■ **Page extract**
----------------
The Impact of Digitization and Technology on the Administration of Taxes in Nigeria.
By Ater Solomon Vendaga
The advent of digitalization and technology has impacted various sectors of the economy in Nigeria, including the administration of taxes. This work discusses the effect of digitalization and technology on tax administration in Nigeria. Specifically, it examines the role of the Integrated Tax Administration System (ITAS) in enhancing tax administration and revenue collection. The work utilizes a qualitative research methodology, relying on secondary sources from scholarly articles, reports, and other relevant publications. The study found that the ITAS has significantly improved tax administration in Nigeria, particularly in areas such as tax registration, filing, and payment. The system has also increased efficiency, transparency, and accountability in tax administration, leading to increased revenue generation for the government. However, the work highlights some challenges associated with implementing digitalization and technology in tax administration, including inadequate infrastructure, low digital literacy amongst taxpayers, and cybersecurity threats, etc. The work recommends the need for the government to address these challenges to fully harness the benefits of digitalization and technology in tax administration in Nigeria.
It was in 2016 that Nigeria’s Presidential Enabling Business Environment Council recognized that Nigeria should be included in the emerging digitization of tax processes in Africa. Working closely with the Federal Inland Revenue Service, the council introduced six critical electronic solutions. The solutions included e-registration of new taxpayers, e-payment of federal taxes and stamp duties, e-filing of returns, e-receipting and electronic issue of the tax clearance certificate, which is needed for many official processes. The resultant effect of that approach has led to several efforts of government to tax digital services. Significantly, in 2019, the Nigeria Finance Act 2019 introduced in our tax lexicon the concept of Significant Economic Presence (SEP).
----------------
■ **Assigned task**
According to the article on digitization and tax administration in Nigeria, which concept did the Nigeria Finance Act 2019 add to the country's tax lexicon?

■ **Recorded information**
----------------
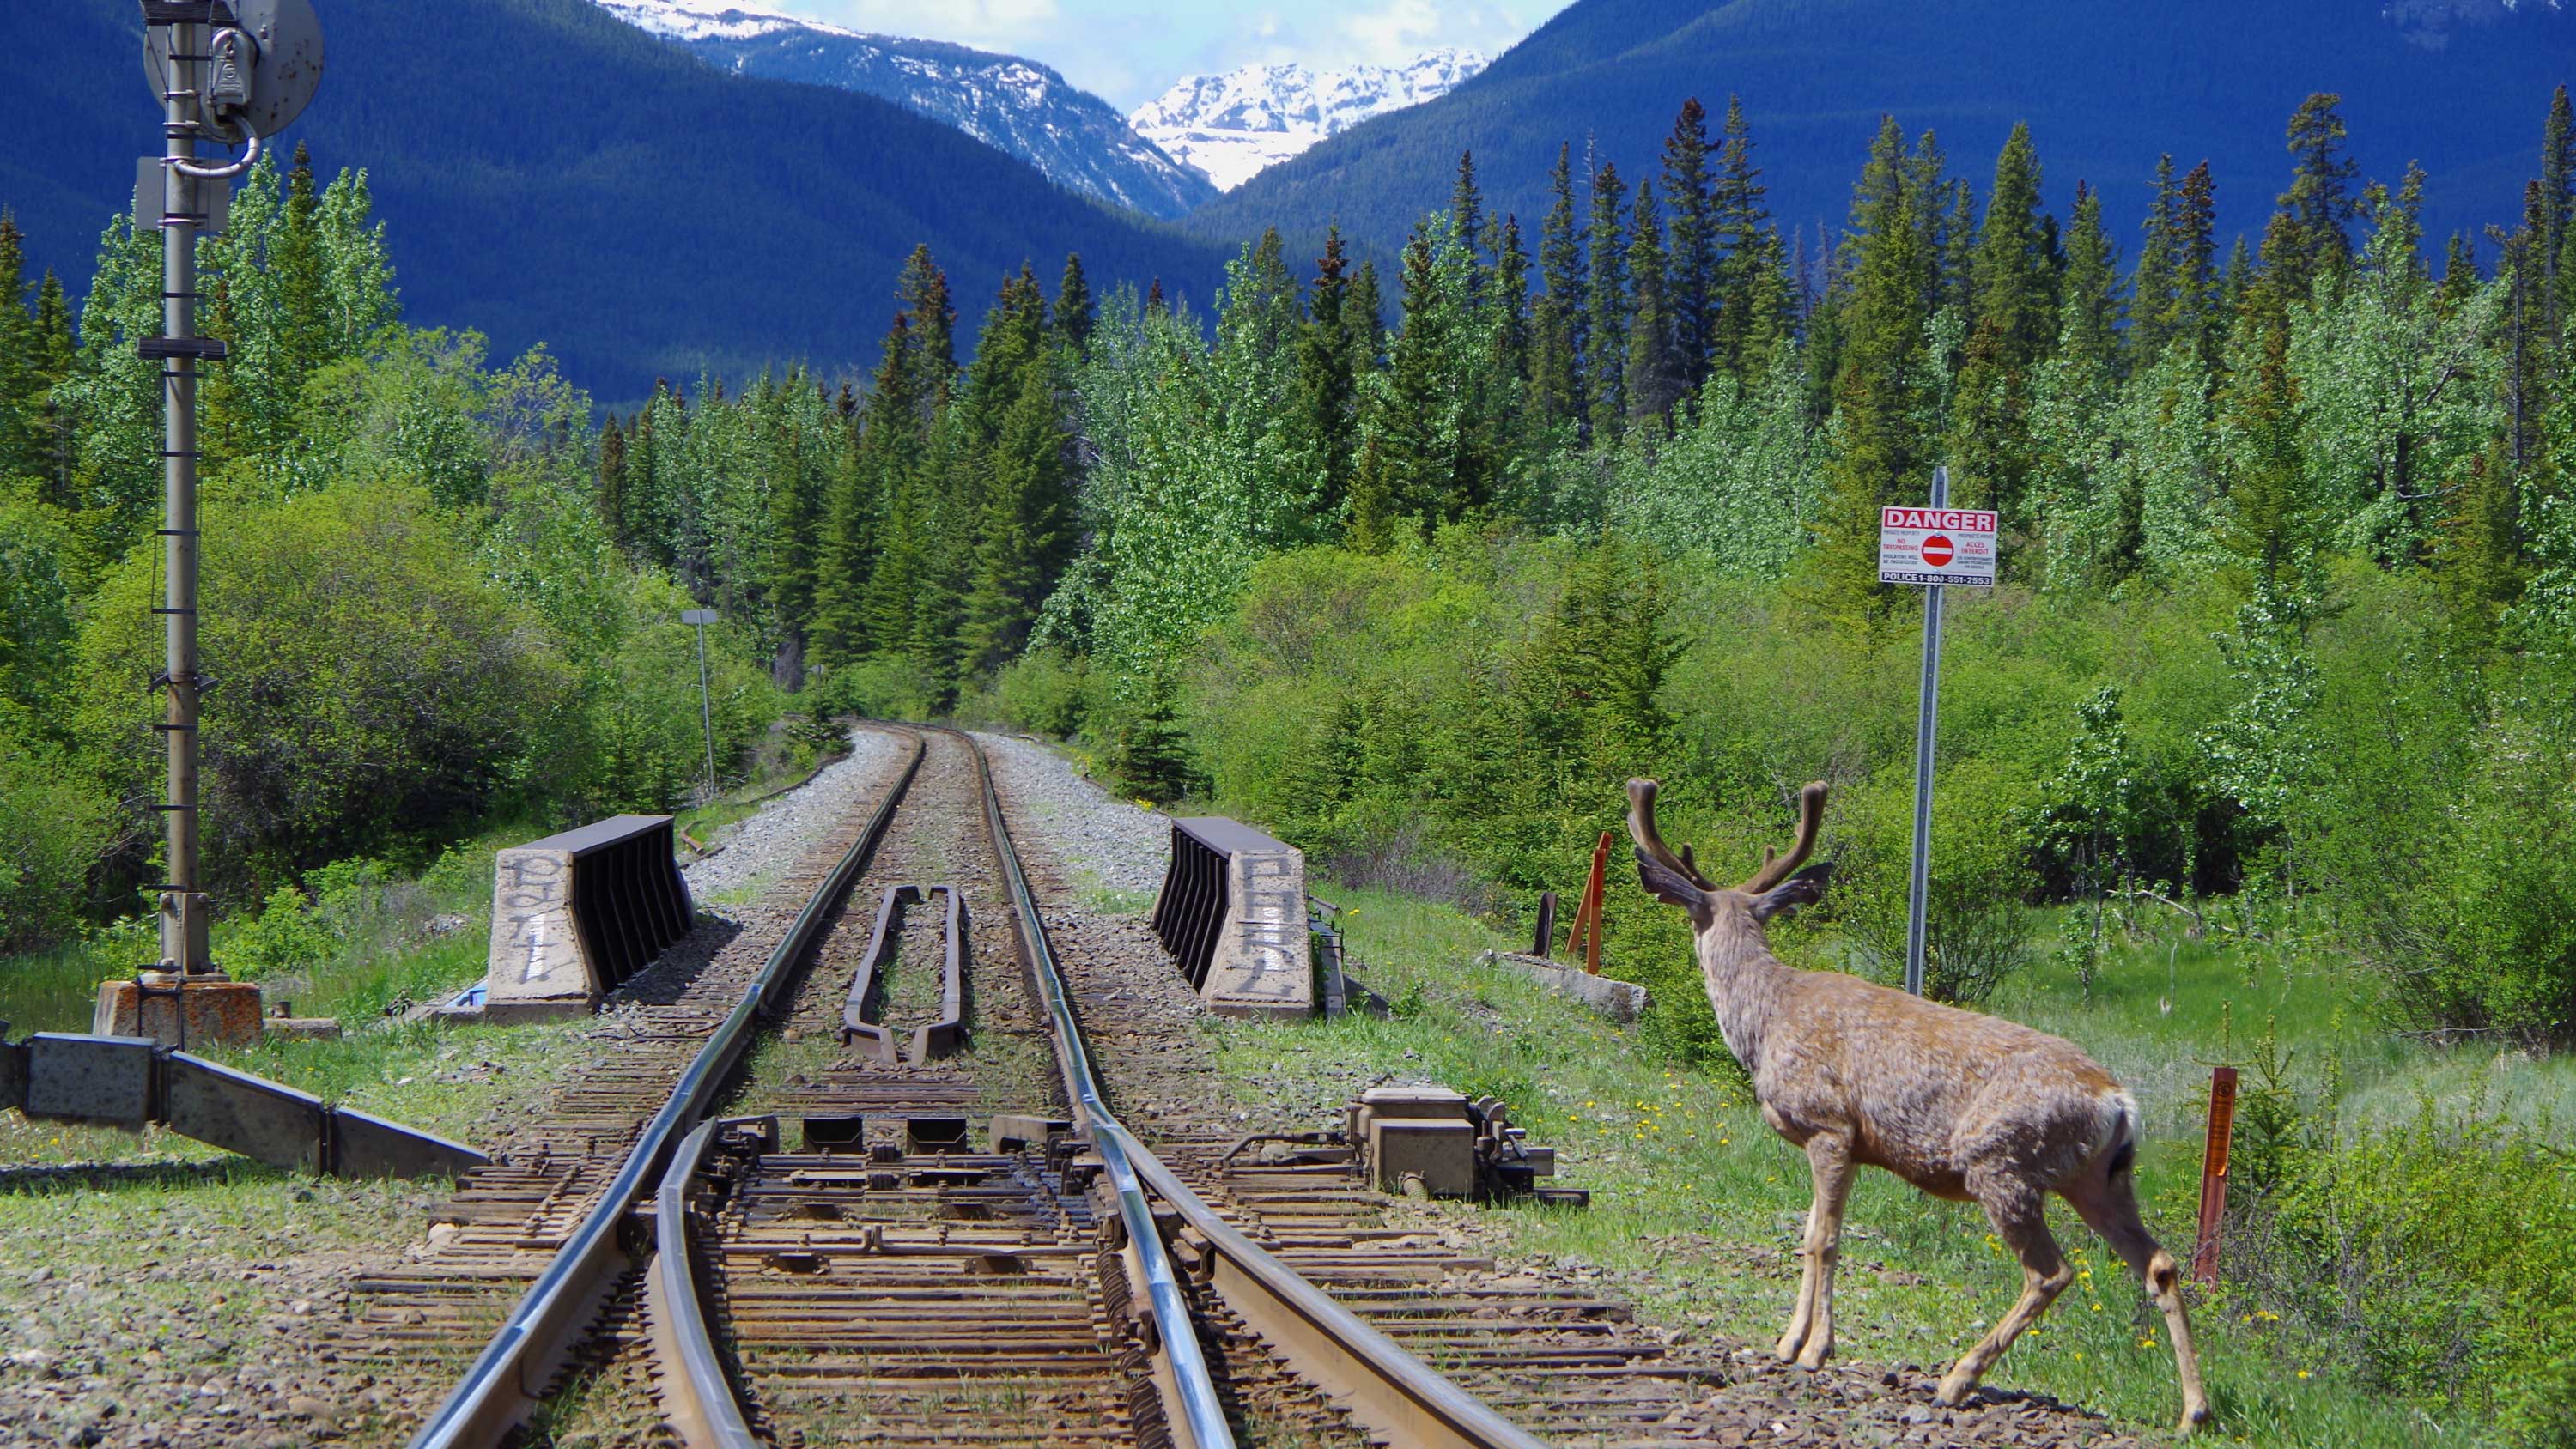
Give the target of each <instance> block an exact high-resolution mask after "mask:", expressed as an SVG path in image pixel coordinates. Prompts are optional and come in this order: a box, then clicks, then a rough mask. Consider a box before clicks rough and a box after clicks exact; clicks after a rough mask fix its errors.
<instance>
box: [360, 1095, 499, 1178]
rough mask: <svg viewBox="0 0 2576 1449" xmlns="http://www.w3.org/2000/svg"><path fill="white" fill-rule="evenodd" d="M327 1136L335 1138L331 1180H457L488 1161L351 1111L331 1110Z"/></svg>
----------------
■ **Exercise output**
Significant Economic Presence (SEP).